• _Work to complete_
In the credential stuffing article below, what share of 2019 credential abuse attacks against the financial services industry did Akamai's research find were aimed at APIs?

• _Text section_
• • • • •
[BreachExchange] Credential stuffing is just the tip of the iceberg

Destry Winant destry at riskbasedsecurity.com
Fri Sep 25 09:48:47 EDT 2020


https://www.helpnetsecurity.com/2020/09/24/credential-stuffing-is-just-the-tip-of-the-iceberg/

Credential stuffing attacks are taking up a lot of the oxygen in
cybersecurity rooms these days. A steady blitz of large-scale
cybersecurity breaches in recent years have flooded the dark web with
passwords and other credentials that are used in subsequent attacks
such as those on Reddit and State Farm, as well as widespread efforts
to exploit the remote work and online get-togethers resulting from the
COVID-19 pandemic.

But while enterprises are rightly worried about weathering a hurricane
of credential-stuffing attacks, they also need to be concerned about
more subtle, but equally dangerous, threats to APIs that can slip in
under the radar.

Attacks that exploit APIs, beyond credential stuffing, can start small
with targeted probing of unique API logic, and lead to exploits such
as the theft of personal information, wholesale data exfiltration or
full account takeovers.

Unlike automated flood-the-zone, volume-based credential attacks,
other API attacks are conducted almost one-to-one and carried out in
elusive ways, targeting the distinct vulnerabilities of each API,
making them even harder to detect than attacks happening on a large
scale. Yet, they’re capable of causing as much, if not more, damage.
And they’re becoming more and more prevalent with APIs being the
foundation of modern applications.

Beyond credential stuffing

Credential stuffing attacks are a key concern for good reason. High
profile breaches—such as those of Equifax and LinkedIn, to name two of
many—have resulted in billions of compromised credentials floating
around on the dark web, feeding an underground industry of malicious
activity. For several years now, about 80% of breaches that have
resulted from hacking have involved stolen and/or weak passwords,
according to Verizon’s annual Data Breach Investigations Report.

Additionally, research by Akamai determined that three-quarters of
credential abuse attacks against the financial services industry in
2019 were aimed at APIs. Many of those attacks are conducted on a
large scale to overwhelm organizations with millions of automated
login attempts.

The majority of threats to APIs move beyond credential stuffing, which
is only one of many threats to APIs as defined in the 2019 OWASP API
Security Top 10. In many instances they are not automated, are much
more subtle and come from authenticated users.
• • • • •
• _Supplied data_
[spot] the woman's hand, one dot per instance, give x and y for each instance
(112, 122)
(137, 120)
• • • • •
• _The answer_
Three-quarters